### [Input material]
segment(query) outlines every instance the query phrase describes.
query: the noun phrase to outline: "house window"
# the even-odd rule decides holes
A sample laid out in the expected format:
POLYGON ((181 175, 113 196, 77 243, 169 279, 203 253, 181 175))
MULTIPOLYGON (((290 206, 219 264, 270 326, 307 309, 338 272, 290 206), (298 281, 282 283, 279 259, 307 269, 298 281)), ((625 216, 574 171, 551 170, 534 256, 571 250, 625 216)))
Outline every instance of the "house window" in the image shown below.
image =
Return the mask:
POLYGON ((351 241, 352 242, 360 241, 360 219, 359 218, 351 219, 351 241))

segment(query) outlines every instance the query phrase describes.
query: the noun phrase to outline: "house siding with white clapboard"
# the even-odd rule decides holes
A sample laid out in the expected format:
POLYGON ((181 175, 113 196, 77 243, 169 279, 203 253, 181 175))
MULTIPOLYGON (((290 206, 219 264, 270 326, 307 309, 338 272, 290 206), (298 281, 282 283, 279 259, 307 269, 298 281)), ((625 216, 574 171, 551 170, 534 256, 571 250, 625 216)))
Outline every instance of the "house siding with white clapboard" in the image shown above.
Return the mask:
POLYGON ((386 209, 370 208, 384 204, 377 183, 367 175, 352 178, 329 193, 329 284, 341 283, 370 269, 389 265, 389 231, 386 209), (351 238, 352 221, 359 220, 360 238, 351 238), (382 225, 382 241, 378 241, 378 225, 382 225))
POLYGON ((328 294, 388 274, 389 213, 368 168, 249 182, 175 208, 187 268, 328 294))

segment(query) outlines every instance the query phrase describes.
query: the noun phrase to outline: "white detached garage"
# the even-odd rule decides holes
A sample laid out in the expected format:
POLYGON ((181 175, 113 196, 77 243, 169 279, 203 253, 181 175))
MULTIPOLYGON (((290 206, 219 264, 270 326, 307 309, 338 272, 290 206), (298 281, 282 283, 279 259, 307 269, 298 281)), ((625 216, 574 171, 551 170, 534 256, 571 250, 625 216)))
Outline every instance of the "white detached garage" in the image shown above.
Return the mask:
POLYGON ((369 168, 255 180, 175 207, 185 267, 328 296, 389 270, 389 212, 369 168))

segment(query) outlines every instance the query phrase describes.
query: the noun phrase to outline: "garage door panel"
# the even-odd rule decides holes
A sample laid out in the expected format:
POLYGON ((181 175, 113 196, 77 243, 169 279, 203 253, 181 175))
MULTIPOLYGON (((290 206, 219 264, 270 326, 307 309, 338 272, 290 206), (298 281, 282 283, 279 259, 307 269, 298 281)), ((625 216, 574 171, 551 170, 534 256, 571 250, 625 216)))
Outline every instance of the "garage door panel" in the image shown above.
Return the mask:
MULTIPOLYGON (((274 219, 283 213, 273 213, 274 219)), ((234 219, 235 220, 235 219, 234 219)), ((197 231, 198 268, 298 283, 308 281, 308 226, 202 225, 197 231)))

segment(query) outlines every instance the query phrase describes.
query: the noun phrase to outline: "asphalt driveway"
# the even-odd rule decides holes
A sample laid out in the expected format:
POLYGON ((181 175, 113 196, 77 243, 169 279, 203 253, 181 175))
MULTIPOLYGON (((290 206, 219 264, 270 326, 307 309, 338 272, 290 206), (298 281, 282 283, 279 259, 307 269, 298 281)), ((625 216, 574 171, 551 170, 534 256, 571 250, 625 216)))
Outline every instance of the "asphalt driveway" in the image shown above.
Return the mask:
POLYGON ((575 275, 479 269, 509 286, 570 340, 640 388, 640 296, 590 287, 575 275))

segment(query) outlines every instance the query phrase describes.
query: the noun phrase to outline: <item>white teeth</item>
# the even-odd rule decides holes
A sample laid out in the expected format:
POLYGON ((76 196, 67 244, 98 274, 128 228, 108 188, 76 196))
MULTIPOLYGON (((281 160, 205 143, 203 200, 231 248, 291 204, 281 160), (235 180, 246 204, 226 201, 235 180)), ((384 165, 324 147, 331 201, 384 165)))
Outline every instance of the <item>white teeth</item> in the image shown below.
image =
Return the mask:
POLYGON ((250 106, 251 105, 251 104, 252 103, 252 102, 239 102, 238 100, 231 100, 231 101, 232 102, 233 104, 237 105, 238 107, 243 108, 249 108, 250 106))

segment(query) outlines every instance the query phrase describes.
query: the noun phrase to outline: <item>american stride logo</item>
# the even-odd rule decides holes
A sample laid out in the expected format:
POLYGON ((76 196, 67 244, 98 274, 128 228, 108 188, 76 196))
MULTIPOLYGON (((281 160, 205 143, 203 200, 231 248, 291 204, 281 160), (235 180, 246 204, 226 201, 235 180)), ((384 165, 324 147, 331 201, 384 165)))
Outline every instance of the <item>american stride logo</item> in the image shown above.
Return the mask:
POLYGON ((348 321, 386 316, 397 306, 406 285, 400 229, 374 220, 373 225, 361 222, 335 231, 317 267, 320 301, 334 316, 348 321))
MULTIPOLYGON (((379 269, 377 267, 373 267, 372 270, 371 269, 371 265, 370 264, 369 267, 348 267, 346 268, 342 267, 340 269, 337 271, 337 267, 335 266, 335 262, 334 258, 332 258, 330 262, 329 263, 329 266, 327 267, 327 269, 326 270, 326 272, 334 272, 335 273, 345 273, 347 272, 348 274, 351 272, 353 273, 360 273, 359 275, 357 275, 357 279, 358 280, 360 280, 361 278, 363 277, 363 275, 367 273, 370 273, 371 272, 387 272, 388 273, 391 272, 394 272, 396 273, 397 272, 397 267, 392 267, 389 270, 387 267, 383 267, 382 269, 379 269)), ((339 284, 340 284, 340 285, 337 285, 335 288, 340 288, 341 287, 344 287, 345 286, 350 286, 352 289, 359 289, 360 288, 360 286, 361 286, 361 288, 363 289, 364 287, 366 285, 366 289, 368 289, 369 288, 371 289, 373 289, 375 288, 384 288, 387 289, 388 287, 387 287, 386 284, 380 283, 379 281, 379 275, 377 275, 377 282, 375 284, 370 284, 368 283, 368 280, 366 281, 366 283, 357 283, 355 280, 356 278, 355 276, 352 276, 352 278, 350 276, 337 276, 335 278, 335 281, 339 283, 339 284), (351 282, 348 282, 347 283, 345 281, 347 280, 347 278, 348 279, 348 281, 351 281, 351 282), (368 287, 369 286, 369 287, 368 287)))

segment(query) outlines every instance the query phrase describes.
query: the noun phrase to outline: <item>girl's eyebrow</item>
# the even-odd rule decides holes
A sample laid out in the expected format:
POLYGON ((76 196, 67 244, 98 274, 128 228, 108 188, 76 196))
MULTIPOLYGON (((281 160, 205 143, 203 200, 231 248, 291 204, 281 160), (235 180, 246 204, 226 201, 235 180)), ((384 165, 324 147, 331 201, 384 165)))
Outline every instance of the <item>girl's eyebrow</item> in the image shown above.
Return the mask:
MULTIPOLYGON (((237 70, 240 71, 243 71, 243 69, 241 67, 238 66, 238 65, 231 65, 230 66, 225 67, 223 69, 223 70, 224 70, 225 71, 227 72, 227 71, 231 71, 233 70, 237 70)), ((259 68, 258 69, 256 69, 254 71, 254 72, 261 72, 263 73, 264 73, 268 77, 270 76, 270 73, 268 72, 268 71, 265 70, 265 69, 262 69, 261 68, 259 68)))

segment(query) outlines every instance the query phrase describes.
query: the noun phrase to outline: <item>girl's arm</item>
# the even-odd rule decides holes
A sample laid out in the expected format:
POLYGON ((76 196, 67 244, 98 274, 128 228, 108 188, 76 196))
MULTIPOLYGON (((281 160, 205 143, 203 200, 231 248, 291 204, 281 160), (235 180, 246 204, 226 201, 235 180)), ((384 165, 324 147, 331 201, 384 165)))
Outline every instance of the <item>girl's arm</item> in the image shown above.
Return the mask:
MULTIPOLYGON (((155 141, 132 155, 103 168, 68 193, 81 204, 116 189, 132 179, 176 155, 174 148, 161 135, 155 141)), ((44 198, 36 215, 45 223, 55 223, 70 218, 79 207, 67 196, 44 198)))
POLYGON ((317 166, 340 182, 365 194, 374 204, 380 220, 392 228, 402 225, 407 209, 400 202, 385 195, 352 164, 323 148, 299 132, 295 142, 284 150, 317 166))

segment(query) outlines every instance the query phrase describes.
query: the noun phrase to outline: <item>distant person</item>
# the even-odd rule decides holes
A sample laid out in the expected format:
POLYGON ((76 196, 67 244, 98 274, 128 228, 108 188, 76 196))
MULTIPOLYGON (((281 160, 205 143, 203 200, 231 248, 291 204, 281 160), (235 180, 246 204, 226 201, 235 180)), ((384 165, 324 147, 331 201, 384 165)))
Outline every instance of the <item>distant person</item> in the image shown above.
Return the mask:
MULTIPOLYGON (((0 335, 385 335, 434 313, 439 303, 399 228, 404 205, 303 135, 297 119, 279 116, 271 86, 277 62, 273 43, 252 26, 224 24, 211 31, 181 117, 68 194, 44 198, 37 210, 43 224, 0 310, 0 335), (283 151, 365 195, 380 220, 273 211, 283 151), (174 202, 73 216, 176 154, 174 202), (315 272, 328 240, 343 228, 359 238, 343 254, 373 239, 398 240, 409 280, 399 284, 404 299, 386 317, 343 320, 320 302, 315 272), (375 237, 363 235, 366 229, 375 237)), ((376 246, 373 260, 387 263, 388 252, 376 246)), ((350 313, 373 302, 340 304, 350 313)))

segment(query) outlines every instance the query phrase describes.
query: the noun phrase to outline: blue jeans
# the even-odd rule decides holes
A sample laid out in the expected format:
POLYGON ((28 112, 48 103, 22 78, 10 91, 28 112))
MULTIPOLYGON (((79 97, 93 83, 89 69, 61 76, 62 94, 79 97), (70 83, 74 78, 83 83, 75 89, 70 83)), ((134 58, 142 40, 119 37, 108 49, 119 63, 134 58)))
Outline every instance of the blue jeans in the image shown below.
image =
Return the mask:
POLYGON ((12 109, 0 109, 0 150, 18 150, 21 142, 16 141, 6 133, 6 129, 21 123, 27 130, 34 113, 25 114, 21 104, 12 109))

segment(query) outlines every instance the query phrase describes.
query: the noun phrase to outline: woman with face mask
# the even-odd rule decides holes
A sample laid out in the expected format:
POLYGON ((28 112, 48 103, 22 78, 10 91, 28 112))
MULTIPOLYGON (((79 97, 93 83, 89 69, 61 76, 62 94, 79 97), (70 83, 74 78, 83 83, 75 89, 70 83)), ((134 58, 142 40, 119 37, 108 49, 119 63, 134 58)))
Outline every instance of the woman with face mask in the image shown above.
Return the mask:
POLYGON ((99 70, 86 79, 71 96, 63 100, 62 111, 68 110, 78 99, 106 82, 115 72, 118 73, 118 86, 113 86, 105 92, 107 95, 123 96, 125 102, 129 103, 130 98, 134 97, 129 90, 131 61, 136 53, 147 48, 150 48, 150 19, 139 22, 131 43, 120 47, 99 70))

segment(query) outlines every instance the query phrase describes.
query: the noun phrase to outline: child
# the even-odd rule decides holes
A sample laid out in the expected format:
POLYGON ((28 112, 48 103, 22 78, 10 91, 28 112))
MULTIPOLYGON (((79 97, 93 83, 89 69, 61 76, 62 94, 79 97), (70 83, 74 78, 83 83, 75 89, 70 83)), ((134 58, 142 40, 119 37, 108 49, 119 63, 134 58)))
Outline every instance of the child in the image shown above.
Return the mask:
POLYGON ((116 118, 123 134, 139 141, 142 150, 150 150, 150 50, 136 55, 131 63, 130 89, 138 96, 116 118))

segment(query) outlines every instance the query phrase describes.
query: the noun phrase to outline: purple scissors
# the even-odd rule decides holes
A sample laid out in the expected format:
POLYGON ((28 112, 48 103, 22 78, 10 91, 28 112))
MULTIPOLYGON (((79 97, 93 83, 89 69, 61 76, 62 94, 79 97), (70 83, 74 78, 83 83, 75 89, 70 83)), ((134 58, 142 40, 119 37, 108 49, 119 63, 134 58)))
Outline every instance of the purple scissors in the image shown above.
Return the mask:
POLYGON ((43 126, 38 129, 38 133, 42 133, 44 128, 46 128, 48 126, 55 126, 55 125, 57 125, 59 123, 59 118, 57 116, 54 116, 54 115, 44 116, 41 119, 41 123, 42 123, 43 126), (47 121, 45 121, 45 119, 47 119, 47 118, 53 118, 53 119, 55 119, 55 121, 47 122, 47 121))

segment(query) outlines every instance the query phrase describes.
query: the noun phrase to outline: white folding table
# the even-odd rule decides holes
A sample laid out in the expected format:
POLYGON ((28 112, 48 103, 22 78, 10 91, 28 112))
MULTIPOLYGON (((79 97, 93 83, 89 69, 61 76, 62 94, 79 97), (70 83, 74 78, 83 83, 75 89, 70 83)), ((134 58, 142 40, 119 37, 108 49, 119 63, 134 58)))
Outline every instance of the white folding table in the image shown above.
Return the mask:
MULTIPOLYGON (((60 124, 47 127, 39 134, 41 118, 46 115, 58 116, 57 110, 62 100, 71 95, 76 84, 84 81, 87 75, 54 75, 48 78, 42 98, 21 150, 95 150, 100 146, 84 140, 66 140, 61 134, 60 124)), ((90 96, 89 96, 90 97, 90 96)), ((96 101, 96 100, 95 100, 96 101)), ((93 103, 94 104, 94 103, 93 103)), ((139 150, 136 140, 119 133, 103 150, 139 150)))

### [Exercise instructions]
Rewrite the stretch from the start of the lines through the line containing "POLYGON ((369 168, 255" as a Markdown table with two columns, Row and Line. Number each row and omit blank lines.

### [Output of the task]
| Row | Line |
|---|---|
| 1 | segment(query) outlines every instance the query phrase describes. |
| 2 | query: the noun phrase to outline: "house window" |
| 3 | # the even-odd rule decides holes |
| 4 | A sample laid out in the expected format: |
| 5 | POLYGON ((181 175, 113 196, 77 243, 169 279, 203 253, 181 175)) |
| 6 | MULTIPOLYGON (((290 206, 219 264, 270 326, 307 309, 338 272, 290 206), (298 281, 282 283, 279 259, 307 269, 298 281)), ((625 216, 574 171, 551 170, 534 256, 571 250, 625 216))) |
| 7 | Outline every instance of the "house window" in the image shown below. |
| 8 | image = |
| 9 | Return the mask: |
| 10 | POLYGON ((351 241, 352 242, 360 241, 360 219, 359 218, 351 219, 351 241)) |
| 11 | segment(query) outlines every instance the query phrase describes. |
| 12 | query: the noun phrase to outline: "house siding with white clapboard" |
| 13 | # the even-odd rule decides holes |
| 14 | A sample laid out in the expected format: |
| 15 | POLYGON ((181 175, 113 196, 77 243, 169 279, 203 253, 181 175)) |
| 16 | MULTIPOLYGON (((290 206, 219 264, 270 326, 307 309, 338 272, 290 206), (298 281, 282 283, 279 259, 307 269, 298 281)), ((625 216, 574 171, 551 170, 534 256, 571 250, 625 216))) |
| 17 | Outline every instance of the "house siding with white clapboard" in the image shown above. |
| 18 | Return the mask: |
| 19 | POLYGON ((386 209, 370 208, 384 204, 377 183, 367 175, 352 178, 329 193, 329 284, 341 283, 370 269, 389 265, 389 231, 386 209), (351 238, 352 221, 359 220, 360 238, 351 238), (382 225, 382 241, 378 241, 378 225, 382 225)) |
| 20 | POLYGON ((328 294, 388 274, 389 213, 368 168, 249 182, 175 208, 187 268, 328 294)) |
| 21 | segment(query) outlines every instance the query phrase describes. |
| 22 | query: the noun phrase to outline: "white detached garage" |
| 23 | # the even-odd rule decides holes |
| 24 | A sample laid out in the expected format: |
| 25 | POLYGON ((181 175, 113 196, 77 243, 169 279, 203 253, 181 175)) |
| 26 | MULTIPOLYGON (((290 206, 219 264, 270 326, 307 309, 338 272, 290 206), (298 281, 282 283, 279 259, 307 269, 298 281)), ((625 216, 574 171, 551 170, 534 256, 571 250, 625 216))) |
| 27 | Outline every instance of the "white detached garage" in the image shown above. |
| 28 | Return the mask: |
| 29 | POLYGON ((369 168, 255 180, 175 207, 185 267, 328 296, 389 270, 389 212, 369 168)) |